» **ASSIGNED TASK**: With the line containing "column 851, row 160" as the final line, restate exactly every line of the data below from the first one onward, and copy no pictures.

(Natural-language object grounding data)
== Segment start ==
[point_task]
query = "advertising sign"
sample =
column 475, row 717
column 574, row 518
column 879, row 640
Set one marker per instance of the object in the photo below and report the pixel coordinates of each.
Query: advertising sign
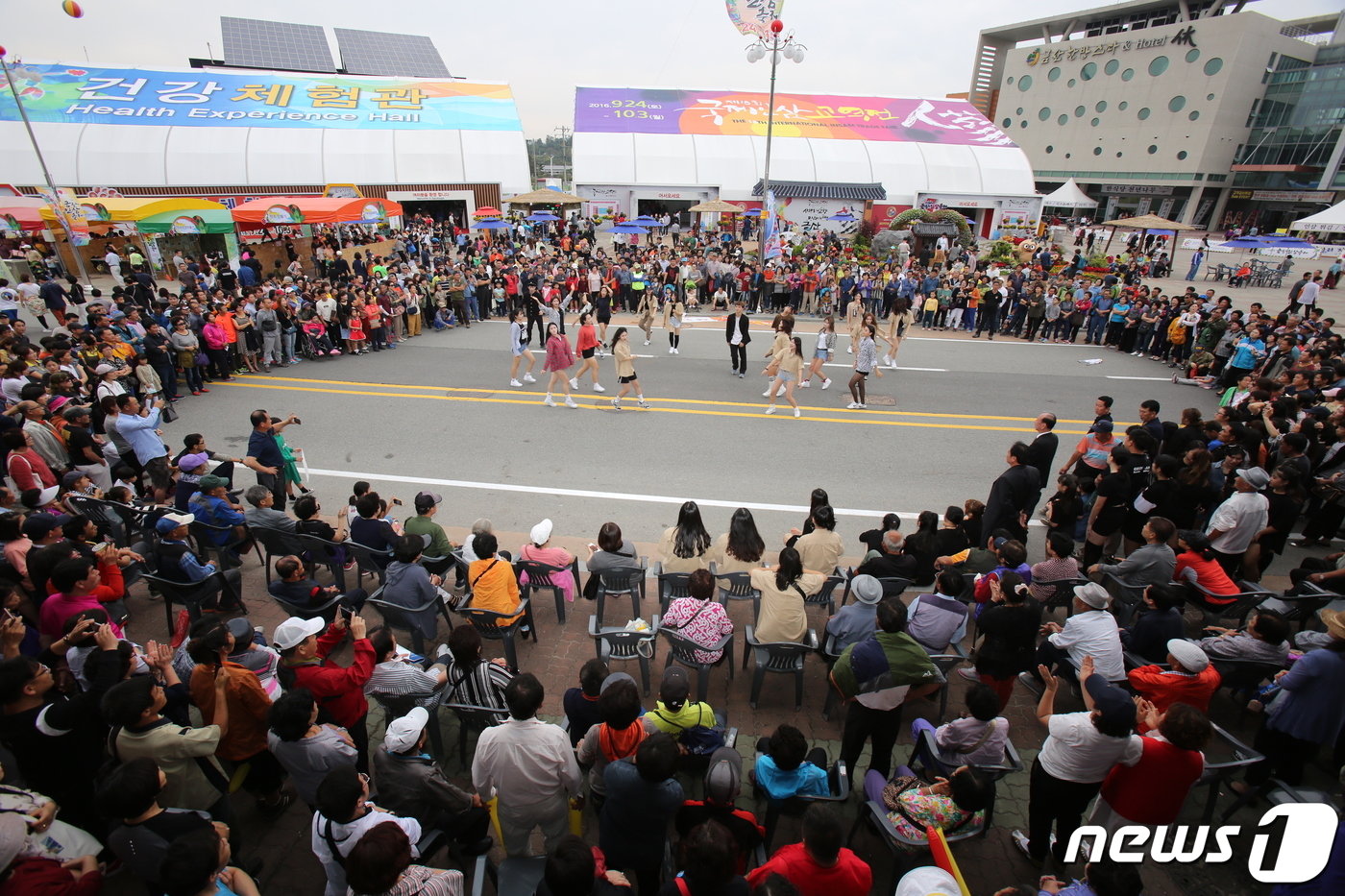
column 723, row 111
column 211, row 98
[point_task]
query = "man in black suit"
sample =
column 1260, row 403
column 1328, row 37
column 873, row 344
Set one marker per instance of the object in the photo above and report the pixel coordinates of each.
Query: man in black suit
column 1041, row 452
column 1013, row 496
column 736, row 334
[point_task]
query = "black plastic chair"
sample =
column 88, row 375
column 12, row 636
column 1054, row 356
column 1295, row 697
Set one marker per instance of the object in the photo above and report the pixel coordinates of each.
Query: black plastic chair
column 622, row 581
column 826, row 594
column 273, row 543
column 672, row 586
column 474, row 720
column 615, row 643
column 838, row 786
column 484, row 623
column 404, row 619
column 780, row 658
column 540, row 576
column 737, row 587
column 682, row 650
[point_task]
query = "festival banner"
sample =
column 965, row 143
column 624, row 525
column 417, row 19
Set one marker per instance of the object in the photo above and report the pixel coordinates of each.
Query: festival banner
column 753, row 16
column 214, row 98
column 721, row 111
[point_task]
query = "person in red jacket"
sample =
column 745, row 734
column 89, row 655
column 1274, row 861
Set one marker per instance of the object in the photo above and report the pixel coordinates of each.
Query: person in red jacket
column 1189, row 678
column 1153, row 788
column 819, row 865
column 339, row 690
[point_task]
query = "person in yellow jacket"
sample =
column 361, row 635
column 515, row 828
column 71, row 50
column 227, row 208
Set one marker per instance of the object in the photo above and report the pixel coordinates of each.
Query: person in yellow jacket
column 625, row 369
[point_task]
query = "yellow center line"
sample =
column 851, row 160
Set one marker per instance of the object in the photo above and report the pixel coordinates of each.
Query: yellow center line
column 797, row 395
column 601, row 403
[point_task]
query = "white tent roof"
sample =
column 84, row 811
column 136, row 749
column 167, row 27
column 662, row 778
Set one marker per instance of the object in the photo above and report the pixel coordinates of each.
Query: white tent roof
column 1068, row 195
column 1327, row 221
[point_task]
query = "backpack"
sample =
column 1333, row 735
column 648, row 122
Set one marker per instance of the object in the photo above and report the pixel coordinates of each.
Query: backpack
column 1177, row 331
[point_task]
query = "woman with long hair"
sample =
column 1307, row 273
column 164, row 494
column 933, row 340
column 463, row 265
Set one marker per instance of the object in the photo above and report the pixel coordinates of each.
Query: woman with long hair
column 686, row 546
column 865, row 362
column 789, row 369
column 587, row 343
column 518, row 349
column 560, row 358
column 742, row 546
column 822, row 352
column 625, row 369
column 783, row 615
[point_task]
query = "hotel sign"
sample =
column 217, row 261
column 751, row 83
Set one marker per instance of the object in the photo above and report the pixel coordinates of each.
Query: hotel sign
column 1044, row 56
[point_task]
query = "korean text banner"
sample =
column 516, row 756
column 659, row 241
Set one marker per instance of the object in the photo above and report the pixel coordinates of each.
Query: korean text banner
column 215, row 98
column 719, row 111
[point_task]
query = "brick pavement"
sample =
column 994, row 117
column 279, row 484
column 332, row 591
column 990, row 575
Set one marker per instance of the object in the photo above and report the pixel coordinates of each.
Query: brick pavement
column 988, row 862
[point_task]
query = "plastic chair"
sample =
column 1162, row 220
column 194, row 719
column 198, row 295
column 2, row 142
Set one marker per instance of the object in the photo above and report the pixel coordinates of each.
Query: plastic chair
column 826, row 594
column 273, row 543
column 618, row 643
column 484, row 621
column 737, row 587
column 672, row 586
column 540, row 576
column 622, row 581
column 474, row 718
column 838, row 786
column 404, row 619
column 682, row 650
column 777, row 657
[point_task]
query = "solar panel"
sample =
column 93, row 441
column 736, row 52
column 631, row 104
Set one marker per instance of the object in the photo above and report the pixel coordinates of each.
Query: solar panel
column 276, row 44
column 379, row 53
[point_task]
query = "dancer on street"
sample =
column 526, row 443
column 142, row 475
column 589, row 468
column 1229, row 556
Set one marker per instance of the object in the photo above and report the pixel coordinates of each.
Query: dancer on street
column 587, row 343
column 672, row 314
column 822, row 354
column 625, row 369
column 560, row 358
column 789, row 368
column 518, row 346
column 865, row 362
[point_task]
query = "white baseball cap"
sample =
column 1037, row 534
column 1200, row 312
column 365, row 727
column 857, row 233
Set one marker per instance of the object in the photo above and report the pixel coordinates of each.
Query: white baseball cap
column 404, row 732
column 295, row 631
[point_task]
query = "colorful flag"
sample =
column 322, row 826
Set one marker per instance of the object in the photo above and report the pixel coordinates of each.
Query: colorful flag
column 753, row 16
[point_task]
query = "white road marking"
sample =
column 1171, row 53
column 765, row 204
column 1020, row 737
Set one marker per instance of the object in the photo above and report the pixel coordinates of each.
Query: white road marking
column 601, row 496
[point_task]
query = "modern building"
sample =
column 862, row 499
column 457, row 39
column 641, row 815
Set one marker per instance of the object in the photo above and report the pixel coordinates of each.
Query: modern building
column 1150, row 105
column 652, row 151
column 275, row 117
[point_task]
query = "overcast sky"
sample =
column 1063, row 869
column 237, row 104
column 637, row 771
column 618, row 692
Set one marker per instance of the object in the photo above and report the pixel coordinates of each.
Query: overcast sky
column 544, row 49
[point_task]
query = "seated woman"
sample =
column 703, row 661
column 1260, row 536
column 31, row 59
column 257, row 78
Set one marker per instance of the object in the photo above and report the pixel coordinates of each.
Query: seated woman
column 955, row 805
column 540, row 550
column 1196, row 564
column 473, row 680
column 491, row 580
column 699, row 618
column 410, row 586
column 783, row 614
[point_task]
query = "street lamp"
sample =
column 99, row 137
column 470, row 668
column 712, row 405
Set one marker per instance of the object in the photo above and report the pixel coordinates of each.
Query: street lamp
column 42, row 161
column 775, row 44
== Segment end ==
» **EXERCISE SOLUTION**:
[point_task]
query = "advertising sign"
sample =
column 475, row 717
column 574, row 518
column 879, row 640
Set one marker per instance of the object in the photo below and report the pixel coordinates of each.
Query: advertising sign
column 723, row 111
column 211, row 98
[point_task]
query = "man in black suit"
sample =
column 1260, row 403
column 1328, row 37
column 873, row 344
Set one marker per instance of the object in the photo above and report the pixel coordinates of each.
Query: man in black suit
column 1041, row 452
column 1013, row 496
column 736, row 334
[point_task]
query = "black plastic chair"
sample =
column 88, row 375
column 12, row 636
column 1054, row 356
column 1295, row 697
Set one marker per instance of the object in the photo above and report the pixel coordinates of each.
Query: black plastic chair
column 622, row 581
column 826, row 594
column 273, row 543
column 672, row 586
column 474, row 720
column 615, row 643
column 838, row 786
column 484, row 623
column 404, row 619
column 780, row 658
column 540, row 576
column 737, row 587
column 682, row 650
[point_task]
query = "festival banner"
sample =
column 965, row 143
column 624, row 525
column 417, row 19
Set one marker per instance of the object in the photo above and report the pixel coordinates of each.
Query: festival banner
column 753, row 16
column 214, row 98
column 721, row 111
[point_task]
query = "person in red jacket"
sample =
column 745, row 734
column 89, row 655
column 1274, row 861
Set one marker per instance of the object in the photo above and report the pixel coordinates of each.
Query: person in red jacket
column 1189, row 678
column 1153, row 788
column 819, row 865
column 339, row 690
[point_task]
query = "person in yellow jacket"
sample =
column 361, row 635
column 515, row 828
column 71, row 50
column 227, row 208
Set one marker per instance of the object in the photo above and report the pixel coordinates of each.
Query: person in yellow jacket
column 625, row 369
[point_task]
query = "yellow center line"
sample =
column 851, row 160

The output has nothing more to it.